* _Set task_: In the listing below, take the lines from the line with "The pointer SHOULD return, for each instance of the fireplace in" to the line with "[[467, 239]]", both ends included. Turn them into a JSON list of strings, one string per line, leaving out any blank lines.
# Dataset content start
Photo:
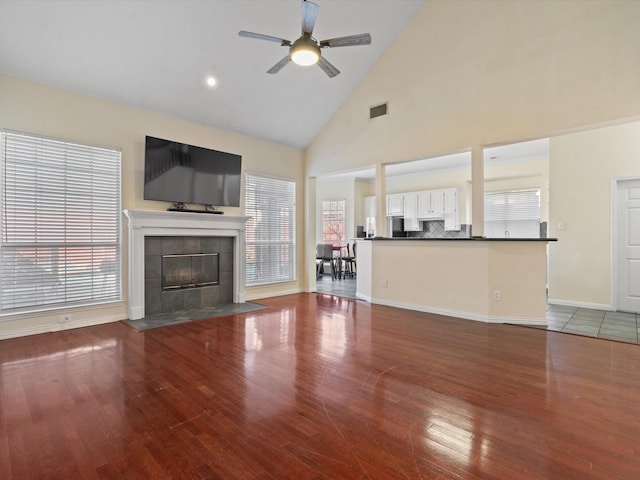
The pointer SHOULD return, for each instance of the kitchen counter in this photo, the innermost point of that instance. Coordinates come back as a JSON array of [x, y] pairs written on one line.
[[463, 239]]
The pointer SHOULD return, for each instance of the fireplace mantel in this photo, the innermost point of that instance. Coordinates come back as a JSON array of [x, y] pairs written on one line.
[[145, 223]]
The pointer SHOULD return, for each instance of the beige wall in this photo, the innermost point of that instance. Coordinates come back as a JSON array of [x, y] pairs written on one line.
[[33, 108], [582, 168], [459, 278], [487, 72]]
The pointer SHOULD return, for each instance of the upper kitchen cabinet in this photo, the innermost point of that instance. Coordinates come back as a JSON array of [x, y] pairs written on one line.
[[431, 204], [411, 223]]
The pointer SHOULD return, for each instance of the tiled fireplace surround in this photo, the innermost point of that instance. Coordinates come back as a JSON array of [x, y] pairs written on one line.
[[154, 233], [157, 300]]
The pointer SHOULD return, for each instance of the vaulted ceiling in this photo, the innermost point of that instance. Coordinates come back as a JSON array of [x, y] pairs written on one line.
[[156, 55]]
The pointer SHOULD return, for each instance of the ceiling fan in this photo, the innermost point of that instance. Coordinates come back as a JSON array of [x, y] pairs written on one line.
[[306, 49]]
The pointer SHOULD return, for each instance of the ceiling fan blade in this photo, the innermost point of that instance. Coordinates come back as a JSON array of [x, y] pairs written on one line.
[[309, 15], [261, 36], [280, 65], [327, 67], [351, 40]]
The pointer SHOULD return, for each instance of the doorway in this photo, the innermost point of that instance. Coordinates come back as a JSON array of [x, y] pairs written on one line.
[[627, 244]]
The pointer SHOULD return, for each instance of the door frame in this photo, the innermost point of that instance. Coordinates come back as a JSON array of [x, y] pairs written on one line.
[[615, 187]]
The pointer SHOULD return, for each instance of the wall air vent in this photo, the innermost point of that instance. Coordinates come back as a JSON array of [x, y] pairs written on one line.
[[378, 110]]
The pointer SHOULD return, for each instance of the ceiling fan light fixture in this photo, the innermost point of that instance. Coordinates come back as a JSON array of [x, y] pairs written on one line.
[[304, 52]]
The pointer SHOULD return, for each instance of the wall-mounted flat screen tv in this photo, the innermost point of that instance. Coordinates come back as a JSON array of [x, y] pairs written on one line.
[[180, 173]]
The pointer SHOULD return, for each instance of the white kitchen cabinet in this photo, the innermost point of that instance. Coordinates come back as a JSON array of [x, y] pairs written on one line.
[[395, 205], [451, 215], [431, 204], [411, 223]]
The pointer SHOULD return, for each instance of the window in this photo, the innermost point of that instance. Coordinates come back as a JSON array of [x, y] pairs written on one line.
[[271, 231], [333, 221], [60, 224], [514, 213]]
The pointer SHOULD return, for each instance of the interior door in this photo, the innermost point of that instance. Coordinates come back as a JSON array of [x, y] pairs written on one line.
[[628, 245]]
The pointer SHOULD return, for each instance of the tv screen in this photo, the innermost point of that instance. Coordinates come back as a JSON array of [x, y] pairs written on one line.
[[179, 173]]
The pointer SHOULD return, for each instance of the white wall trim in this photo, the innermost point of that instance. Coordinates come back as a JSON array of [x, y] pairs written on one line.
[[366, 298], [57, 327], [465, 315], [258, 296], [571, 303]]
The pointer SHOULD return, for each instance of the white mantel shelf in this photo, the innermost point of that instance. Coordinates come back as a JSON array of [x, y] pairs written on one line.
[[154, 223]]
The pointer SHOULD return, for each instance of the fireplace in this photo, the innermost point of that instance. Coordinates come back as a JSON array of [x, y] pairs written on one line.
[[153, 234], [186, 273]]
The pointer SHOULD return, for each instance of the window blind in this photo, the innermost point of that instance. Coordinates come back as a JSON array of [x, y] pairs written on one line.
[[514, 214], [271, 231], [60, 224]]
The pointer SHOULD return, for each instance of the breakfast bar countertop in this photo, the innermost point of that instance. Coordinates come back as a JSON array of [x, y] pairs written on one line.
[[467, 239]]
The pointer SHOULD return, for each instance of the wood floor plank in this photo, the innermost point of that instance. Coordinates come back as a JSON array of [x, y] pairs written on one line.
[[318, 387]]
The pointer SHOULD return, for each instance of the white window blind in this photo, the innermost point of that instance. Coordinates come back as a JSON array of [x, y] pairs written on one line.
[[60, 224], [513, 214], [333, 221], [271, 231]]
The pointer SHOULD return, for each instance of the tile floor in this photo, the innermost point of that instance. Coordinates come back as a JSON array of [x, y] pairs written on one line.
[[623, 327]]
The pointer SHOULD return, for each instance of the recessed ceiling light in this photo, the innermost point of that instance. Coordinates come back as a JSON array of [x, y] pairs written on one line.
[[211, 81]]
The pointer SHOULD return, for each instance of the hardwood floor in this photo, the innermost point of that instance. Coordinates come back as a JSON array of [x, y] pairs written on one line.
[[319, 387]]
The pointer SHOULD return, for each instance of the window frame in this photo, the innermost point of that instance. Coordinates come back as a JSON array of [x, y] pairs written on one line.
[[507, 217], [287, 223], [342, 223], [48, 246]]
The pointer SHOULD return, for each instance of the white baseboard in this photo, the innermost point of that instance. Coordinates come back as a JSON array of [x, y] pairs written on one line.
[[465, 315], [57, 327], [366, 298], [570, 303], [258, 296]]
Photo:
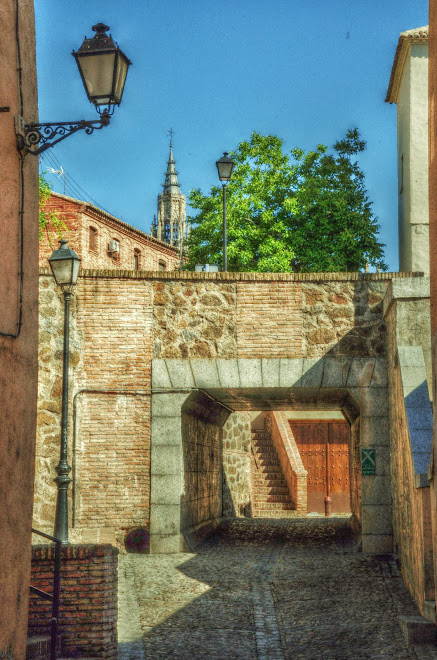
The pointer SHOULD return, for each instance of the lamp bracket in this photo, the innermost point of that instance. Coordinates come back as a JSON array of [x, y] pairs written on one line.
[[36, 138]]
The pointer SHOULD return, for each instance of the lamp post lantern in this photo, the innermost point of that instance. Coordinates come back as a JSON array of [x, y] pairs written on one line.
[[103, 68], [64, 263], [225, 166]]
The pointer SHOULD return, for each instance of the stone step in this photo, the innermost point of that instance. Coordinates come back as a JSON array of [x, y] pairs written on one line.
[[273, 506], [282, 498], [273, 490], [263, 513], [272, 484]]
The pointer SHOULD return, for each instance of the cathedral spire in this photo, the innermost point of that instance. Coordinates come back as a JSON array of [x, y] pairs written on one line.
[[171, 183]]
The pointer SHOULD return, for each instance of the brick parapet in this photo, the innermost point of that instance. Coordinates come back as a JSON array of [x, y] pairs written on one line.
[[88, 609], [240, 277]]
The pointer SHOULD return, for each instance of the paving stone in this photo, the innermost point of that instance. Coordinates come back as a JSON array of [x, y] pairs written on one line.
[[266, 589]]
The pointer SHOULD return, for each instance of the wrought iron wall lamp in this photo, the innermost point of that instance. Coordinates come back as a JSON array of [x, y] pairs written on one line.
[[103, 68]]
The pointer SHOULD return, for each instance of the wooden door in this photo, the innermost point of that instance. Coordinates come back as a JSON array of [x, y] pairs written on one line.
[[324, 449]]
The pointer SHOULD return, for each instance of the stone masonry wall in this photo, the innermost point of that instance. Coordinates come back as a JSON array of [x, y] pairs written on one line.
[[88, 610], [121, 319], [202, 492], [236, 465], [343, 318]]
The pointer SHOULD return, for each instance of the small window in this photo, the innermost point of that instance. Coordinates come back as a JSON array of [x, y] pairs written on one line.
[[137, 259], [114, 249], [93, 239]]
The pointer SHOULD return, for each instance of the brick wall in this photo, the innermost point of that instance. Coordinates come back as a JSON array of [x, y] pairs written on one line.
[[88, 608], [202, 494], [291, 462], [79, 217]]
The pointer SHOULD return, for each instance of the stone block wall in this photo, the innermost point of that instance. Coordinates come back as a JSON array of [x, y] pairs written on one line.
[[410, 436], [242, 324], [291, 462], [201, 501], [88, 608], [236, 465]]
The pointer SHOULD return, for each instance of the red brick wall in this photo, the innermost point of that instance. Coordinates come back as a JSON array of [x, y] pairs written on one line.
[[88, 609], [79, 217], [269, 319]]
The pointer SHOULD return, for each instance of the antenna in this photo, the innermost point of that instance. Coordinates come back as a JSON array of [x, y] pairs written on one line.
[[60, 173]]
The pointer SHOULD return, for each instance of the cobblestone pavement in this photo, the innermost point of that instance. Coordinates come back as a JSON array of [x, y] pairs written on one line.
[[265, 590]]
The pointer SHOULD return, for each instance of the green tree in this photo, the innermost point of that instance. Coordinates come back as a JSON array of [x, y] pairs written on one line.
[[289, 212], [49, 222]]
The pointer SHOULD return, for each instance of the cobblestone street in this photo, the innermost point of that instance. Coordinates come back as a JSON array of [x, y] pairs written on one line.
[[265, 590]]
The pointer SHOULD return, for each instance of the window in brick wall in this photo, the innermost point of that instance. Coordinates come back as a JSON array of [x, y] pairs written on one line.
[[93, 239], [137, 259]]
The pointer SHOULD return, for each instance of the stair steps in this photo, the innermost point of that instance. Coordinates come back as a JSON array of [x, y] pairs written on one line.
[[269, 491]]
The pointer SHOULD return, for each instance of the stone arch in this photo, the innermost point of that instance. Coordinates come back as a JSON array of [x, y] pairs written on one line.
[[209, 389]]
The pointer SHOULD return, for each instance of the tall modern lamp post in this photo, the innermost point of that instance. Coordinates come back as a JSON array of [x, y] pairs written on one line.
[[225, 166], [103, 69], [64, 263]]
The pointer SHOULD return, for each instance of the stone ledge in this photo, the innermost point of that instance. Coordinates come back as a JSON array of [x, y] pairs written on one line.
[[417, 630]]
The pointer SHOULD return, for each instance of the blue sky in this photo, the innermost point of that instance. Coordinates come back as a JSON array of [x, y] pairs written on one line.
[[215, 72]]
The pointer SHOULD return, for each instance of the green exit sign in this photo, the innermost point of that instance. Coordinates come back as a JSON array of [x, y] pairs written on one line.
[[368, 461]]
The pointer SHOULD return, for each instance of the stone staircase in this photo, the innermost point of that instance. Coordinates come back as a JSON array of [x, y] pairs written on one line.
[[270, 496]]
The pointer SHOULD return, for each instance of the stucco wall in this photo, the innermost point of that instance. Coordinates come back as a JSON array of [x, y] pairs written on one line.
[[243, 324], [412, 113], [18, 323]]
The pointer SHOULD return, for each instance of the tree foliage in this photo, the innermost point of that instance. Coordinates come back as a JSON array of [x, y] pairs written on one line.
[[289, 212], [49, 223]]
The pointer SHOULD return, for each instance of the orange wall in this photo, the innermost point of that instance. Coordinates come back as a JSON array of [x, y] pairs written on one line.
[[18, 317]]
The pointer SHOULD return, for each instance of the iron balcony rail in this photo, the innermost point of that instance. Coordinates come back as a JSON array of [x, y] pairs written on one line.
[[54, 598]]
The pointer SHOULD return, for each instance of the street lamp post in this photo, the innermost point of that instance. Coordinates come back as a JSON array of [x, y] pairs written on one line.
# Dataset content end
* _Exercise solution_:
[
  "The pointer SHOULD return, for each instance of the fireplace in this photo, the innermost point of that instance. Coordinates come back as a JSON array of [x, y] pairs written on one line.",
  "[[153, 234], [186, 273]]",
  "The pointer SHOULD return, for each instance of the window blind in this photo, the innermost point of that instance. Coordinates come back as a JSON array of [x, y] pairs written on one line.",
  "[[514, 214], [271, 231], [60, 224]]",
  "The pointer SHOULD return, for each instance of the breakfast bar countertop in this photo, the innermost point of that instance. Coordinates come back as a JSON array of [x, y] pairs written on one line.",
  "[[467, 239]]"
]